» **Data lines**:
start
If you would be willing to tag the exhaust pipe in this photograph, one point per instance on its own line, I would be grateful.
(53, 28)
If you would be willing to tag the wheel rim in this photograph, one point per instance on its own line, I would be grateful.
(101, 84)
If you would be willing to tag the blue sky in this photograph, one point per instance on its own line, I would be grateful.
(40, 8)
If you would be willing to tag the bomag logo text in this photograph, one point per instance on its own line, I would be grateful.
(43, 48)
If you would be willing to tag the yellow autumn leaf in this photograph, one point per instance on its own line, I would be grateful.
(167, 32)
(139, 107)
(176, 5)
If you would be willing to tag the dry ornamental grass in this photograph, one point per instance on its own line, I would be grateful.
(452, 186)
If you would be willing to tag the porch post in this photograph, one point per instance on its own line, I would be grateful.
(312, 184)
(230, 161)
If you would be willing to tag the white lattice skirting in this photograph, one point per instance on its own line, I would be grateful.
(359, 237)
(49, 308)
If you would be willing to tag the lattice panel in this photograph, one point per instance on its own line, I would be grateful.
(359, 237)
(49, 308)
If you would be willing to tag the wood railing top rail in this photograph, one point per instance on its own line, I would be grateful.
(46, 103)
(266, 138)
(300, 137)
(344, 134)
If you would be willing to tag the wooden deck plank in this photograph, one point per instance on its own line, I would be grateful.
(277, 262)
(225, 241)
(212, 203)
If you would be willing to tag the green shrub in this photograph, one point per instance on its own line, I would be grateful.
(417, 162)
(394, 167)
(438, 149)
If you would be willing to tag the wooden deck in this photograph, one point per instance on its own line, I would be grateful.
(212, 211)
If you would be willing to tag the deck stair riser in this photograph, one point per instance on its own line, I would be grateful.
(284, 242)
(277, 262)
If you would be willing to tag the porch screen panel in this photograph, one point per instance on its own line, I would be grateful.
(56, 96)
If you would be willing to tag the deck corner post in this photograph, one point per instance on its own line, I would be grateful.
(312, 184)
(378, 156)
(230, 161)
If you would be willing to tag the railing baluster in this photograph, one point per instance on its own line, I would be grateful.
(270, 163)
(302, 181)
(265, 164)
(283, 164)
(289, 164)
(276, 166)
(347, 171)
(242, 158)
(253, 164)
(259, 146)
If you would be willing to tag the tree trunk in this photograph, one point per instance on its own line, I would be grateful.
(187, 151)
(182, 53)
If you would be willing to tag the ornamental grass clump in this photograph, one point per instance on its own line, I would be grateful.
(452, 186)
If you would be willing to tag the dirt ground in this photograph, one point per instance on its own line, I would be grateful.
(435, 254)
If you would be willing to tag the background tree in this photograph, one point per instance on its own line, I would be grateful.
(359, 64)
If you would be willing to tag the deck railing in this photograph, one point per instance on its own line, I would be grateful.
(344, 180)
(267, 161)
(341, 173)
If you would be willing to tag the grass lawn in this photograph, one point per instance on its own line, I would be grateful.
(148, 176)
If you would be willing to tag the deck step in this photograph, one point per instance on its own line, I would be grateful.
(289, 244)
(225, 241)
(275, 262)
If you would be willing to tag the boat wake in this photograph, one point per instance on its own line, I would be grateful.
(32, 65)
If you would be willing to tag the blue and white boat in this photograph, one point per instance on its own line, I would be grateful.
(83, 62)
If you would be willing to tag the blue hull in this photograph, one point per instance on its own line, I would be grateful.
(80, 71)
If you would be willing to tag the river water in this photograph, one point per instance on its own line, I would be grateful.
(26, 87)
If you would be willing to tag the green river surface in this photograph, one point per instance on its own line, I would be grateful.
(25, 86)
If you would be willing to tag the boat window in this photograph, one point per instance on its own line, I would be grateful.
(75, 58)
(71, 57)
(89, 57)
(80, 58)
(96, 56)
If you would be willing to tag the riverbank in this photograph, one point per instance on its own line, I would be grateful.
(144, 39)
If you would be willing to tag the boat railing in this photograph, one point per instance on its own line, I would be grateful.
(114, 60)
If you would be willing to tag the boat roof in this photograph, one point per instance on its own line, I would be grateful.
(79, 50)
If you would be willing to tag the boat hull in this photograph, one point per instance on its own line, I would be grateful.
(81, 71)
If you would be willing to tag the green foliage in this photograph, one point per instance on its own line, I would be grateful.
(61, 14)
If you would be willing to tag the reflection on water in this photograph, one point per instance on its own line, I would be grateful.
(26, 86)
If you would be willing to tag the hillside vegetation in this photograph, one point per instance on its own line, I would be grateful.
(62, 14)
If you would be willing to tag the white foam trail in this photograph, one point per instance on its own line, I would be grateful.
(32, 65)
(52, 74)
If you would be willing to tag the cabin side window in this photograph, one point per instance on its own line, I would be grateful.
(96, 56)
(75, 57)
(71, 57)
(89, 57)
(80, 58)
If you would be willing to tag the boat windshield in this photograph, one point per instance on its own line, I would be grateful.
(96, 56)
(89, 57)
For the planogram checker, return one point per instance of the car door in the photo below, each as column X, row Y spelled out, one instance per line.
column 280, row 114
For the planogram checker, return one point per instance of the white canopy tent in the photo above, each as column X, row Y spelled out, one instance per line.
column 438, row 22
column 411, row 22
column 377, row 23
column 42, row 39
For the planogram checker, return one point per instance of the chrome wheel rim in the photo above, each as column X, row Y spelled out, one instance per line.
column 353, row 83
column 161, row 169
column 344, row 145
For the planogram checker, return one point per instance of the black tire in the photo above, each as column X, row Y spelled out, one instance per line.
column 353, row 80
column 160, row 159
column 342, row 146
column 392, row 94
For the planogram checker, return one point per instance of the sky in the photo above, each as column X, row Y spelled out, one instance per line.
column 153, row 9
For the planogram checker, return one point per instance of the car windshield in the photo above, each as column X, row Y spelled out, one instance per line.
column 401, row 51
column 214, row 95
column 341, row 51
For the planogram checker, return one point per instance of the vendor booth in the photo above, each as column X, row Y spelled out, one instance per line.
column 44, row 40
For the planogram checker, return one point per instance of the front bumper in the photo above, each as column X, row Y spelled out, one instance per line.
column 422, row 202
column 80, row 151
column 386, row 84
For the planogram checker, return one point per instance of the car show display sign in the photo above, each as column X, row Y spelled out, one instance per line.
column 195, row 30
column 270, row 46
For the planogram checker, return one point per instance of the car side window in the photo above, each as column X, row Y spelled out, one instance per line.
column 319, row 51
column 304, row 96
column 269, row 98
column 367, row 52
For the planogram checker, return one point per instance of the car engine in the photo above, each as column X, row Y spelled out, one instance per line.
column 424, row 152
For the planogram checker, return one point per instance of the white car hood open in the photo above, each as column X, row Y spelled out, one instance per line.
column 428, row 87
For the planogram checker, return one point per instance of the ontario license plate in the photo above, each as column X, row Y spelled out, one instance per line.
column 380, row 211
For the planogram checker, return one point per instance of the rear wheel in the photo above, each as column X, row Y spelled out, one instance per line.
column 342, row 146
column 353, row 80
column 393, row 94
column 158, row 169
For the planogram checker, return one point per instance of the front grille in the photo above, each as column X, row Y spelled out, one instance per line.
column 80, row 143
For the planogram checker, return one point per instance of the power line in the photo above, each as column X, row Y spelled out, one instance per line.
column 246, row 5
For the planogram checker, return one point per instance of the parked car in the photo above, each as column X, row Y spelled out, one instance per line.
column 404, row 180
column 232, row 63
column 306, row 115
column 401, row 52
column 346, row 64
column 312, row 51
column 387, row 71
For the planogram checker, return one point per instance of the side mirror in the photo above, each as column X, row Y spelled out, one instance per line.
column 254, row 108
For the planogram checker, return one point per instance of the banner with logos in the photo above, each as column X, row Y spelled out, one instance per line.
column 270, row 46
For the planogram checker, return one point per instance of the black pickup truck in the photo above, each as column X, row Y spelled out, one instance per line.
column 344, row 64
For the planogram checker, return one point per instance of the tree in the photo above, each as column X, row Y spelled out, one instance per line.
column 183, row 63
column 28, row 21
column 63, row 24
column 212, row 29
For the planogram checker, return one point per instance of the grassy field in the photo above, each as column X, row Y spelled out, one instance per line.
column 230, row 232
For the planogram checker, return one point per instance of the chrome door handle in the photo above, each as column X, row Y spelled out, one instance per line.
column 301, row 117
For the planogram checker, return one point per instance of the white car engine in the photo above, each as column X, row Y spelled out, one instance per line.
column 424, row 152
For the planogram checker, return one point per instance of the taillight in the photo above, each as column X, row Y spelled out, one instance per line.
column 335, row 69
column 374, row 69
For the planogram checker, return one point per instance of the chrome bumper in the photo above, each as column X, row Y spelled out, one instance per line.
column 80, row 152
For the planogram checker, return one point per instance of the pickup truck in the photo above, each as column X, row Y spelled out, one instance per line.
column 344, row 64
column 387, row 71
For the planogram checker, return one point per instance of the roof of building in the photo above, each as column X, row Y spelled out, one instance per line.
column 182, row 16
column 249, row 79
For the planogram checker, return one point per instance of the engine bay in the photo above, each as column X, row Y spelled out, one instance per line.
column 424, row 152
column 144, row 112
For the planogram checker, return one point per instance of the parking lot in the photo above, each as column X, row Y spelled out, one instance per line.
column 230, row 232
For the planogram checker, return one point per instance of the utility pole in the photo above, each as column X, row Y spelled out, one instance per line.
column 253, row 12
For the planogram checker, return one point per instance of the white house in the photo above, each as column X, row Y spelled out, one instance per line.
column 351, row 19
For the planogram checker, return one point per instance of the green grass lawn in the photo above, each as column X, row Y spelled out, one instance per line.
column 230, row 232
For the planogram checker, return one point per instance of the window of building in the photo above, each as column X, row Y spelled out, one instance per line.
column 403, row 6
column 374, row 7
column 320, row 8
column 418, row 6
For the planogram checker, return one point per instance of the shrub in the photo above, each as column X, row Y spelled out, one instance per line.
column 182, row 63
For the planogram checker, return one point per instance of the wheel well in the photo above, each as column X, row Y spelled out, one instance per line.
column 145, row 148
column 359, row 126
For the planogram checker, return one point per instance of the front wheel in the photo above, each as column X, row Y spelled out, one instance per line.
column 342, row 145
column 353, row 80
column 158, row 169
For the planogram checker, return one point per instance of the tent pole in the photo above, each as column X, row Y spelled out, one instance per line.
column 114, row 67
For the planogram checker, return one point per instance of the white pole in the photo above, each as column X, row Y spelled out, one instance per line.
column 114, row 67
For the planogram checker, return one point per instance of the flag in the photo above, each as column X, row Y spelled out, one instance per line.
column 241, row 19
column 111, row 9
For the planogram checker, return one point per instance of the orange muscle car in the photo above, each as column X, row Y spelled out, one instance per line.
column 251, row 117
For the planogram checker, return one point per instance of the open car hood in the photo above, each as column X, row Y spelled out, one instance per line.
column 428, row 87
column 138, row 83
end
» **Task**: Give back exactly the lines from the line containing "of the tent" to the end of the entries, and no other lines.

» **Solution**:
For the planogram checker, return one point per instance of the tent pole in the photo above, each as column X, row Y spelled out, one instance per line.
column 114, row 67
For the planogram checker, return one point per instance of the white pole in the photo above, each as column X, row Y spelled out, one instance per line.
column 114, row 67
For the planogram checker, return one point per instance of the flag in the photo above, each as column X, row Y spelled out, one instance per line.
column 241, row 19
column 111, row 9
For the planogram checker, return one point per instance of the orange muscle car in the photo above, each as column X, row Y spelled out, one instance per line.
column 251, row 117
For the planogram checker, return one point per instance of the open car hood in the photo above, each as column X, row Y spelled out, one instance per line.
column 428, row 87
column 138, row 83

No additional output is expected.